RECORDS TO USE:
● ● ● ● ● ● ●

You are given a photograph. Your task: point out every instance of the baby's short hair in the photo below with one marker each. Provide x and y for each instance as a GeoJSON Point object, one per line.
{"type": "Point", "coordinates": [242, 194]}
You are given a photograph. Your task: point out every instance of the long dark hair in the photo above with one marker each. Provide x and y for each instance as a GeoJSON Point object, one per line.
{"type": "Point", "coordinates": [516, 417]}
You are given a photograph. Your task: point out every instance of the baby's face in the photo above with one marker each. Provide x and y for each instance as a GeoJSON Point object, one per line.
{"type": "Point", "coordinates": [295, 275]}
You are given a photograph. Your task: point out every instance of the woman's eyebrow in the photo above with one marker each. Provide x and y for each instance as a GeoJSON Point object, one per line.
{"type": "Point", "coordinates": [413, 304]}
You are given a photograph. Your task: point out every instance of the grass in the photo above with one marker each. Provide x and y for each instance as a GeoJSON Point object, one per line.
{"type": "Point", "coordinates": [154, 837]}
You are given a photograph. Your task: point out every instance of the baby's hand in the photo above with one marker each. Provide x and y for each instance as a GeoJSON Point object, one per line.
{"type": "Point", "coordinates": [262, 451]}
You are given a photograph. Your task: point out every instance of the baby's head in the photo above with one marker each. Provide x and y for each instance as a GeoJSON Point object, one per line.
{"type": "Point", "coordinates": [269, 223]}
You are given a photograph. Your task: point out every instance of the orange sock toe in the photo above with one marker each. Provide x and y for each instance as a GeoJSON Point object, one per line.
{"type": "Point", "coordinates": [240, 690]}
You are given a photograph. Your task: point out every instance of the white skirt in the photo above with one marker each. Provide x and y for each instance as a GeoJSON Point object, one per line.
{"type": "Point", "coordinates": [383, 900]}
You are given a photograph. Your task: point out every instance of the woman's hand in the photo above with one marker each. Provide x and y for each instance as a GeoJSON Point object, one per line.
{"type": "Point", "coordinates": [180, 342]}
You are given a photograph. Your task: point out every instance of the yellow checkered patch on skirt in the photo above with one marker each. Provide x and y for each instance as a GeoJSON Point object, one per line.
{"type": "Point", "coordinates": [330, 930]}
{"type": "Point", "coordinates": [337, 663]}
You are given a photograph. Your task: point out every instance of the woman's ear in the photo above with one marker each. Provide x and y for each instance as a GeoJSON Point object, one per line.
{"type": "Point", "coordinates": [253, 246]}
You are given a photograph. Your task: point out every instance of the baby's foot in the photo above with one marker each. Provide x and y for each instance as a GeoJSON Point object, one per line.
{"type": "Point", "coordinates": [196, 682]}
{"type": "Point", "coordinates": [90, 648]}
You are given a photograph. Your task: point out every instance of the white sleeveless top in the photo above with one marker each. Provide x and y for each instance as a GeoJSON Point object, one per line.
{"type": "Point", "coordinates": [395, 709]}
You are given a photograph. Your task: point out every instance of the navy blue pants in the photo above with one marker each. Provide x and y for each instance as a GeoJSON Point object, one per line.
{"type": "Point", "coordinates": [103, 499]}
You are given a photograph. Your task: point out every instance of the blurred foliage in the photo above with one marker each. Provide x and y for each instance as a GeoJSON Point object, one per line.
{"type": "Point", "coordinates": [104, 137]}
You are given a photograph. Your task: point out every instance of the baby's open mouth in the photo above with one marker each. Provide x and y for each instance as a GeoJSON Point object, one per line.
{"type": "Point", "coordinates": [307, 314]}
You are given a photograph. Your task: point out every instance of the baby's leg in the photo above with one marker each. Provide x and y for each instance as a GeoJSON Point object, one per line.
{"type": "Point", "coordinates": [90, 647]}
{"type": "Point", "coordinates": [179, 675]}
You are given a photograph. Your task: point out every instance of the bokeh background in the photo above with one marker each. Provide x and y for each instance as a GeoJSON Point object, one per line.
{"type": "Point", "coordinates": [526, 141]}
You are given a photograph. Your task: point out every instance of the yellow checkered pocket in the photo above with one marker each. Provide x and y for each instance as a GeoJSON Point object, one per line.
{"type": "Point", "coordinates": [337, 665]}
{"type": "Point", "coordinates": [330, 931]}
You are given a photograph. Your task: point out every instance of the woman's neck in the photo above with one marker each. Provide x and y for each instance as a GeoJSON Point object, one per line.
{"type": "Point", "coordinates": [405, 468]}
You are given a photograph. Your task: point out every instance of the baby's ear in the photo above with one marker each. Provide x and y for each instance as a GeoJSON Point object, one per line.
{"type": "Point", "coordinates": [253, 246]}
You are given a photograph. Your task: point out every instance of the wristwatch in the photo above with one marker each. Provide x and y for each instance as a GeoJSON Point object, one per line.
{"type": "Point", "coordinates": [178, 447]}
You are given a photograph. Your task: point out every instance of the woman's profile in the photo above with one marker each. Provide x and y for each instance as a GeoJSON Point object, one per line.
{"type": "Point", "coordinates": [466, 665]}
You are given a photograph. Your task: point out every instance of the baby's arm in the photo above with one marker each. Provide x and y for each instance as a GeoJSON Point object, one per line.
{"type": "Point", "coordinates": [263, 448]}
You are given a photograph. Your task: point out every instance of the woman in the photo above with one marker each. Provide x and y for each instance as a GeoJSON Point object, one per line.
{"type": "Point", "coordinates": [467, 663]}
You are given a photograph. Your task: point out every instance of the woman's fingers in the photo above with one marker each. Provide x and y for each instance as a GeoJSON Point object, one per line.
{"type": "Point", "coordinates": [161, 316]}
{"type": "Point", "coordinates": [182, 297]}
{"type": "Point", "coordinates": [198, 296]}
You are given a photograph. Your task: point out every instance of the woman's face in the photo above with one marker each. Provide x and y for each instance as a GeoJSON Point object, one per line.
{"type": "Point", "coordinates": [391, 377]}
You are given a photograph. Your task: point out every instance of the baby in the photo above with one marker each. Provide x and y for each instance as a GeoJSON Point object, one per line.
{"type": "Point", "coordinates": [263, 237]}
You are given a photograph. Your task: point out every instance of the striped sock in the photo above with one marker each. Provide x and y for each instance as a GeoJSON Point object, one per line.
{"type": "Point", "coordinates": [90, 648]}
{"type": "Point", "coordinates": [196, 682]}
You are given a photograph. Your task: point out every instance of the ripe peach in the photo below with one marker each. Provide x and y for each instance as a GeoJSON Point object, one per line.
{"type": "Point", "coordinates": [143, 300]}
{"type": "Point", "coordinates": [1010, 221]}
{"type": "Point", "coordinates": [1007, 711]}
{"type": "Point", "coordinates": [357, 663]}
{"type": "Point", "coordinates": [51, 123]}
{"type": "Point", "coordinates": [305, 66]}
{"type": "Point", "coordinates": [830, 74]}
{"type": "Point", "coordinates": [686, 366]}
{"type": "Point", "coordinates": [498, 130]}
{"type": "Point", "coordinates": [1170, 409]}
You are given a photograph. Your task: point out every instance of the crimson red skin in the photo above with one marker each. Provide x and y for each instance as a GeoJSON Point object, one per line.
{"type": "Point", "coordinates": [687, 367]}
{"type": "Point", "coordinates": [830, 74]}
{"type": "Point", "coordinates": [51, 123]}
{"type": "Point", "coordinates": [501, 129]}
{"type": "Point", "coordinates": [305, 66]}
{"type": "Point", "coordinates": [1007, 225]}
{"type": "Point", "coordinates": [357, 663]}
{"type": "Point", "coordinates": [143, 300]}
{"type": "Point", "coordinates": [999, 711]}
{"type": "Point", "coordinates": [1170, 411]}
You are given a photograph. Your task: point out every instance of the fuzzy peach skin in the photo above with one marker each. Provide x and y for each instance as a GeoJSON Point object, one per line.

● ● ● ● ● ● ●

Give each entry again, spelled exactly as shown.

ANSWER TO THIS PROBLEM:
You are given a photograph. Your task: point out every instance of the baby's short hair in the photo below with one marker each. Provide x and y for each instance as a GeoJSON Point object, one per line.
{"type": "Point", "coordinates": [242, 194]}
You are given a photograph. Your task: point out every instance of the long dark hair in the photo above with one marker each. Provide x and y for each instance as a GeoJSON Point object, one per line.
{"type": "Point", "coordinates": [516, 417]}
You are given a photograph. Your task: point out every instance of the baby's face in the photo above with one marker each. Provide x and y for each instance as a GeoJSON Point object, one per line.
{"type": "Point", "coordinates": [295, 275]}
You are given a photograph. Your task: point out every instance of the woman's eyebrow in the photo above with one marker each. Provide x and y for each instance as a GeoJSON Point object, one per line.
{"type": "Point", "coordinates": [413, 304]}
You are given a photograph. Your task: point out every instance of the grass in the photo above with one marker each. Provide x and y for each instance as a GeoJSON Point object, one per line.
{"type": "Point", "coordinates": [154, 837]}
You are given a photograph. Your task: point out every instance of the baby's hand in the photo above with one marker each. Provide x and y for each instance as a GeoJSON Point object, one per line.
{"type": "Point", "coordinates": [262, 451]}
You are given a photograph. Your task: point out every instance of the baby's head in the photo above with one marker each. Provide x and y for each instance as a GeoJSON Point object, one per line.
{"type": "Point", "coordinates": [269, 223]}
You are given a photograph. Your task: point out every instance of the orange sock toe in the photo above with one marker each. Provide x and y for each instance as a GeoJSON Point object, one per line.
{"type": "Point", "coordinates": [240, 690]}
You are given a photograph. Your task: point out every instance of the white skirt in the photo above with one marker each. Provide x and y for each instance as a GeoJSON Point object, one per line.
{"type": "Point", "coordinates": [383, 900]}
You are given a photograph. Your task: point out every instance of the woman's hand in the photo above with one marker each. Provide x and y for each instance as a GeoJSON Point object, one per line.
{"type": "Point", "coordinates": [180, 342]}
You are given a photograph. Your task: point out every instance of the yellow checkered patch on skirt in the photo above with one marker each. Provide x and y for each instance as a GeoJSON Point object, one per line.
{"type": "Point", "coordinates": [330, 930]}
{"type": "Point", "coordinates": [337, 663]}
You are given a photograph. Your task: point out every instance of the woman's ear in the photo above with one marker each. Provide x and y for each instance as a GeoJSON Point object, one per line.
{"type": "Point", "coordinates": [253, 246]}
You are given a photograph. Your task: point out every instance of the baby's foot in the photo above with one marker each. Provide x and y for each instance as a GeoJSON Point object, one per line.
{"type": "Point", "coordinates": [196, 682]}
{"type": "Point", "coordinates": [90, 648]}
You are given a photograph. Your task: point out every instance of the white sleeveless top in the photo above with one marker each. Provide x and y for each instance as a GeoJSON Point object, one per line.
{"type": "Point", "coordinates": [395, 709]}
You are given a photograph. Your task: point out every instance of the navy blue pants in the photo above with one marker each. Provide x and y for each instance as a GeoJSON Point object, one per line.
{"type": "Point", "coordinates": [103, 499]}
You are given a photograph. Your task: point out every instance of the blurred foliage in the photo above with one marker each. Provide x and y for each instance as a GeoJSON Point object, one per line.
{"type": "Point", "coordinates": [104, 137]}
You are given a photograph. Your task: point out every instance of the baby's open mouth in the photo above with one marker each. Provide x and y for each instance as a GeoJSON Point object, one per line.
{"type": "Point", "coordinates": [307, 314]}
You are given a photograph. Your task: point out every instance of the baby's leg in the photo above with one marker each. Provide x and y for each instance as a GeoJSON Point object, one per line.
{"type": "Point", "coordinates": [90, 647]}
{"type": "Point", "coordinates": [179, 675]}
You are given a photograph. Your task: point out every instance of the bokeh background in the photo above with one marker each. Provide x and y for each instance as a GeoJSON Point object, one per line.
{"type": "Point", "coordinates": [526, 141]}
You are given a photograph. Your task: point out every instance of the yellow checkered pocket in the photo above with one marker each. Provide x and y for each instance as a GeoJSON Point object, one per line.
{"type": "Point", "coordinates": [337, 665]}
{"type": "Point", "coordinates": [330, 931]}
You are given a photograph. Your task: point out every instance of the woman's neck in the photo above with one marker each. Provide x and y for each instance as a GeoJSON Point object, one per line.
{"type": "Point", "coordinates": [405, 468]}
You are given a photograph. Your task: point out every instance of the baby's ear in the photo above with one marker each. Provide x and y for each instance as a GeoJSON Point object, one per line.
{"type": "Point", "coordinates": [253, 246]}
You are given a photograph. Your task: point out every instance of the wristwatch in the photo above with one marker each. Provide x and y for each instance as a GeoJSON Point object, one per line.
{"type": "Point", "coordinates": [178, 447]}
You are given a photograph. Your task: point out every instance of the woman's profile in the photo above with one marker each. Provide x and y for each instance as a GeoJSON Point object, one per line.
{"type": "Point", "coordinates": [466, 665]}
You are given a photograph. Your task: point out every instance of the baby's arm in the photo above with one marker each. Provide x and y for each instance as a GeoJSON Point object, one per line.
{"type": "Point", "coordinates": [263, 448]}
You are given a photograph. Your task: point out every instance of the woman in the photo above with one marker each. Provide x and y for each instance as a GeoJSON Point object, one per line.
{"type": "Point", "coordinates": [467, 663]}
You are given a photograph. Your task: point out every instance of the woman's fingers in the photo above with one marker each. Provide x and y for each instance as a GeoJSON Point object, one per line.
{"type": "Point", "coordinates": [161, 316]}
{"type": "Point", "coordinates": [182, 297]}
{"type": "Point", "coordinates": [198, 296]}
You are given a photograph. Your task: point out every instance of the woman's face in the photo above with one marker each. Provide x and y for each instance as a GeoJSON Point object, one per line.
{"type": "Point", "coordinates": [391, 377]}
You are given a photograph. Your task: point out every instance of the baby in the photo above with one marker each. Provide x and y for each instance as a GeoJSON Point object, one per line.
{"type": "Point", "coordinates": [263, 237]}
You are given a photograph. Your task: point out every instance of the striped sock in the photo above with one marker each. Provide x and y for each instance as a GeoJSON Point object, one per line.
{"type": "Point", "coordinates": [90, 648]}
{"type": "Point", "coordinates": [196, 682]}
You are given a photograph. Your task: point out every instance of the ripe peach in the photo below with one marker each. Provide x and y for each instance as a GeoJSON Point object, one per line.
{"type": "Point", "coordinates": [143, 300]}
{"type": "Point", "coordinates": [1010, 221]}
{"type": "Point", "coordinates": [1007, 711]}
{"type": "Point", "coordinates": [357, 663]}
{"type": "Point", "coordinates": [51, 123]}
{"type": "Point", "coordinates": [305, 66]}
{"type": "Point", "coordinates": [830, 74]}
{"type": "Point", "coordinates": [686, 366]}
{"type": "Point", "coordinates": [498, 130]}
{"type": "Point", "coordinates": [1170, 409]}
You are given a photograph. Your task: point out every instance of the crimson red skin in the photo above with one marker each. Provide x and y for each instance as a GeoJSON Point object, one per line.
{"type": "Point", "coordinates": [687, 367]}
{"type": "Point", "coordinates": [830, 74]}
{"type": "Point", "coordinates": [51, 123]}
{"type": "Point", "coordinates": [501, 129]}
{"type": "Point", "coordinates": [305, 66]}
{"type": "Point", "coordinates": [1007, 225]}
{"type": "Point", "coordinates": [357, 663]}
{"type": "Point", "coordinates": [143, 300]}
{"type": "Point", "coordinates": [999, 711]}
{"type": "Point", "coordinates": [1170, 411]}
You are given a photograph. Your task: point out every instance of the fuzzy peach skin in the photo above with one marker each. Provide x and y for each instance as a GeoJSON Point object, one per line.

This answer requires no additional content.